### Exercise:
Output each line exactly as it appears, skipping any embedded picture.
Begin Data in this exercise
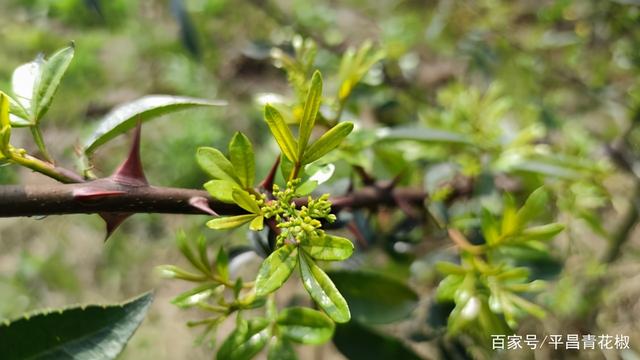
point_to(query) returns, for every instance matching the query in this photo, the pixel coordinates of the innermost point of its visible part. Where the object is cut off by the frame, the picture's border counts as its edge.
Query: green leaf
(89, 332)
(52, 72)
(246, 340)
(242, 159)
(229, 222)
(281, 132)
(542, 232)
(257, 224)
(358, 342)
(327, 142)
(311, 107)
(328, 247)
(214, 163)
(304, 325)
(245, 201)
(322, 290)
(174, 272)
(276, 269)
(221, 190)
(18, 115)
(5, 124)
(125, 117)
(425, 135)
(374, 298)
(222, 264)
(192, 297)
(535, 205)
(281, 349)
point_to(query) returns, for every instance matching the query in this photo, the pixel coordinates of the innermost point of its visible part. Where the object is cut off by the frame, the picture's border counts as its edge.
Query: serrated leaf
(276, 269)
(17, 114)
(24, 81)
(245, 341)
(425, 135)
(174, 272)
(329, 248)
(305, 326)
(322, 290)
(47, 84)
(79, 333)
(374, 298)
(192, 297)
(125, 117)
(5, 124)
(229, 222)
(242, 159)
(281, 349)
(311, 107)
(281, 132)
(222, 264)
(327, 142)
(245, 201)
(214, 163)
(221, 190)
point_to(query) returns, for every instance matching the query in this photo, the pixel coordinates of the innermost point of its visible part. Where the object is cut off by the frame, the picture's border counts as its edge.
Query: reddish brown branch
(105, 196)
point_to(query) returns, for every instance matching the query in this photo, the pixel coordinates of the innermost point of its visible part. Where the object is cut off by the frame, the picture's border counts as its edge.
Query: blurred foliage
(478, 103)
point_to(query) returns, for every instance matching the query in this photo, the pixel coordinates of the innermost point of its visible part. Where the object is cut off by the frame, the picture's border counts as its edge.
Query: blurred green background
(570, 67)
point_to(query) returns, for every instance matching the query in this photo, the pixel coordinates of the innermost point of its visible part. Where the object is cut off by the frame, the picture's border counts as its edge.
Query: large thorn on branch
(129, 173)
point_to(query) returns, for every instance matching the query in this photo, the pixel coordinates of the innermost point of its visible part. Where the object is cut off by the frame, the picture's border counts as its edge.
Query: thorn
(89, 193)
(202, 203)
(130, 171)
(113, 220)
(267, 183)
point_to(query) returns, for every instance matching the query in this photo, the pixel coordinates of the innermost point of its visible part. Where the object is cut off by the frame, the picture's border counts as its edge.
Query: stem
(46, 168)
(106, 196)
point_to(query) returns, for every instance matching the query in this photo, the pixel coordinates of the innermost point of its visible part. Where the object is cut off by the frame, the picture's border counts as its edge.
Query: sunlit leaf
(281, 132)
(242, 159)
(328, 247)
(424, 135)
(125, 117)
(5, 124)
(281, 349)
(246, 340)
(327, 142)
(222, 264)
(87, 333)
(358, 342)
(311, 107)
(192, 297)
(52, 72)
(276, 269)
(322, 290)
(221, 190)
(214, 163)
(304, 325)
(229, 222)
(245, 201)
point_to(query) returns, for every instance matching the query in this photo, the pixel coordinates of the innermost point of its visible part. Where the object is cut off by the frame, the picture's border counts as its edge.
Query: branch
(105, 196)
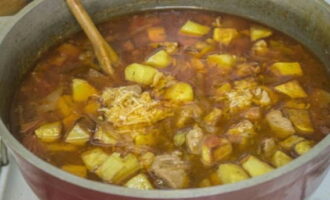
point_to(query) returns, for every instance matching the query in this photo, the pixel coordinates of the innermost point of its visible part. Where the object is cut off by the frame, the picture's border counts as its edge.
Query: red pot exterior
(294, 185)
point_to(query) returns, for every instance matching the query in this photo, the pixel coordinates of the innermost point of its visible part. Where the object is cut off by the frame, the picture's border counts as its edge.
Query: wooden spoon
(104, 53)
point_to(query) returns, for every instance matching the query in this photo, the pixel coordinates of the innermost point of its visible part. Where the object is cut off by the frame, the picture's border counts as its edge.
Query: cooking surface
(11, 178)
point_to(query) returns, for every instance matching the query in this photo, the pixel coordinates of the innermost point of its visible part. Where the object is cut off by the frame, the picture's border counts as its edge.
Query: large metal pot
(43, 22)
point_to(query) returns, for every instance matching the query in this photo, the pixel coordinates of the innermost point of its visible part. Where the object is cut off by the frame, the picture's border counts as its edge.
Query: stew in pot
(199, 99)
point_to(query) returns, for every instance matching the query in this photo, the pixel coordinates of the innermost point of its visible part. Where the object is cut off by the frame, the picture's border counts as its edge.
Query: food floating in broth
(199, 99)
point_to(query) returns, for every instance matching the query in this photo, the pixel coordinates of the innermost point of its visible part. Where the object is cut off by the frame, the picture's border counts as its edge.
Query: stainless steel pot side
(43, 22)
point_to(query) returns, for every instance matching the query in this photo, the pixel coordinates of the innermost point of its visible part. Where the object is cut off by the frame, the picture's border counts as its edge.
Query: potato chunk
(180, 92)
(289, 142)
(280, 158)
(78, 135)
(139, 181)
(94, 158)
(138, 73)
(222, 60)
(292, 89)
(77, 170)
(224, 35)
(280, 125)
(194, 29)
(256, 167)
(49, 132)
(259, 32)
(130, 167)
(287, 69)
(103, 136)
(110, 167)
(231, 173)
(82, 90)
(301, 120)
(303, 147)
(161, 59)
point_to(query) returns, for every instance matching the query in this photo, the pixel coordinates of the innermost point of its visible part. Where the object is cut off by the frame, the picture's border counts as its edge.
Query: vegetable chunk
(231, 173)
(292, 89)
(138, 73)
(224, 35)
(303, 147)
(77, 170)
(78, 135)
(301, 120)
(256, 167)
(287, 69)
(161, 59)
(180, 92)
(280, 158)
(110, 167)
(280, 125)
(139, 181)
(82, 90)
(49, 132)
(222, 60)
(259, 32)
(94, 158)
(194, 29)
End Data in this exercise
### Task solution:
point_to(query) returns, for every instance matching the query in this photo, the pixel coordinates of the innermost point of its visible part. Where the object is cut off by the frame, the picture's border counts as its edge.
Query: green leaf
(89, 332)
(52, 72)
(246, 340)
(242, 159)
(229, 222)
(281, 132)
(542, 232)
(257, 224)
(358, 342)
(327, 142)
(311, 107)
(328, 247)
(214, 163)
(304, 325)
(245, 201)
(322, 290)
(174, 272)
(276, 269)
(221, 190)
(18, 115)
(5, 124)
(125, 117)
(425, 135)
(374, 298)
(222, 264)
(192, 297)
(535, 205)
(281, 349)
point_to(query) returns, for every instance matching the query in this photo, the pixel coordinates of the innermost point of its visible part. Where the object is cut off by the frame, the picture's border counts as its edge.
Query: serrated leaf
(276, 269)
(17, 114)
(24, 81)
(245, 341)
(425, 135)
(174, 272)
(329, 248)
(305, 326)
(322, 290)
(47, 84)
(79, 333)
(374, 298)
(192, 297)
(125, 117)
(5, 124)
(229, 222)
(242, 159)
(281, 349)
(311, 107)
(281, 132)
(222, 264)
(327, 142)
(245, 201)
(214, 163)
(221, 190)
point_to(query) returns, for every instance matching the query in this photo, the pixel coordinates of the innermost point of its visible part. Where the object is cut off by the frame, the picture's border counts as its edge.
Query: reddish brown branch
(105, 196)
point_to(query) returns, for every instance matching the query in this photo, the pixel coordinates of the innermost point of its visible part. Where the object is cut off by the frame, the picture's border counts as its edge.
Query: blurred foliage
(478, 103)
point_to(query) returns, for every instance matching the query in this photo, the pixel coordinates of the innermost point of its visible part. Where the object is cut off by the frame, the picture's border counts as its edge.
Query: blurred green background
(570, 67)
point_to(query) returns, for every instance matching the query in this photo, the pixel coordinates of the innermost point of its visible part. Where the object is cut off by the frame, the picture's border counts as its edge.
Query: large thorn on branch
(129, 173)
point_to(query) returns, for every instance matching the query in this photo, the pixel coordinates of the innermost point of its visible part. Where the object is cut off by the frame, the picture's border counts as its edge.
Query: thorn
(89, 193)
(202, 203)
(130, 171)
(113, 220)
(267, 183)
point_to(query) returns, for every instance matching the query in this photo, the pixel coordinates of the innermost point of its visible part. Where the object is cut off by the frame, the picture's border counts as its edge.
Query: stem
(46, 168)
(106, 196)
point_to(query) returns, for every instance matching the query in this photo, the pixel coordinates of the innermost point of its visible part. Where the object is cut off by the frame, the picture's border counts as its edge.
Query: sunlit leaf
(281, 132)
(242, 159)
(328, 247)
(424, 135)
(125, 117)
(5, 124)
(281, 349)
(246, 340)
(327, 142)
(222, 264)
(87, 333)
(358, 342)
(311, 107)
(192, 297)
(52, 72)
(276, 269)
(322, 290)
(221, 190)
(214, 163)
(304, 325)
(229, 222)
(245, 201)
point_to(query) returns, for every instance matching the query in this photo, the pixel coordinates of the innermost point of its visible part. Where the object is cut off by the frame, the picture's border counts as its edge.
Query: branch
(105, 196)
point_to(query) returns, for every instance matching the query in this photo, the pixel coordinates of the innermost point of its visible part. Where the object is cut off by the frame, the picture's border counts as its edge.
Query: red pot exterior
(294, 185)
point_to(query) returns, for every instance matching the query in this photo, the pixel coordinates of the innermost point of its visible part. Where the object is cut off by the frame, the picture's border counts as its edge.
Query: wooden spoon
(104, 53)
point_to(query) returns, for every instance matching the query in this photo, the pixel coordinates of the innermost point of its visible part. Where the object is cut off by the frame, the picture's border counts as its edge.
Query: cooking surface
(11, 178)
point_to(query) returns, for every instance matching the query in this photo, the pixel coordinates of the innermost point of its visible part. Where the object is cut off by the frame, the picture's border counts as its edge.
Query: large metal pot
(43, 22)
point_to(query) returns, for every instance matching the query in this photo, the pixel coordinates of the innermost point of its visible part. Where the object is cut off by the frame, the picture's border counts as its edge.
Query: stew in pot
(199, 99)
point_to(query) returns, for every instance matching the query in this photo, the pixel coordinates of the innermost point of its visible part. Where the object is cut off by the frame, the picture's border counts as its edge.
Query: food floating in broth
(199, 99)
point_to(query) returns, for every instance matching the query in this photo, the pixel coordinates of the innermost point of its visible part. Where the object is cut off by the frame, the picture's border counts as its edge.
Query: stainless steel pot side
(43, 22)
point_to(query) returns, for every instance matching the query in this photo, the pixel coordinates of the innermost point of its visible part. Where the object is cut off by the frame, the picture's border counts as its edge.
Query: potato chunk
(180, 92)
(289, 142)
(280, 158)
(78, 135)
(139, 181)
(94, 158)
(138, 73)
(222, 60)
(292, 89)
(77, 170)
(224, 35)
(280, 125)
(194, 29)
(256, 167)
(49, 132)
(259, 32)
(130, 167)
(287, 69)
(103, 136)
(110, 167)
(231, 173)
(82, 90)
(301, 120)
(303, 147)
(161, 59)
point_to(query) returns, for every instance matching the query in this photo, the pixel coordinates of the innermost point of its visible part. Where the object is cut off by the frame, the picture's border counts as its edge.
Query: vegetable chunk
(231, 173)
(292, 89)
(138, 73)
(224, 35)
(303, 147)
(77, 170)
(78, 135)
(301, 120)
(256, 167)
(287, 69)
(161, 59)
(180, 92)
(280, 158)
(110, 167)
(280, 125)
(139, 181)
(82, 90)
(49, 132)
(222, 60)
(259, 32)
(94, 158)
(194, 29)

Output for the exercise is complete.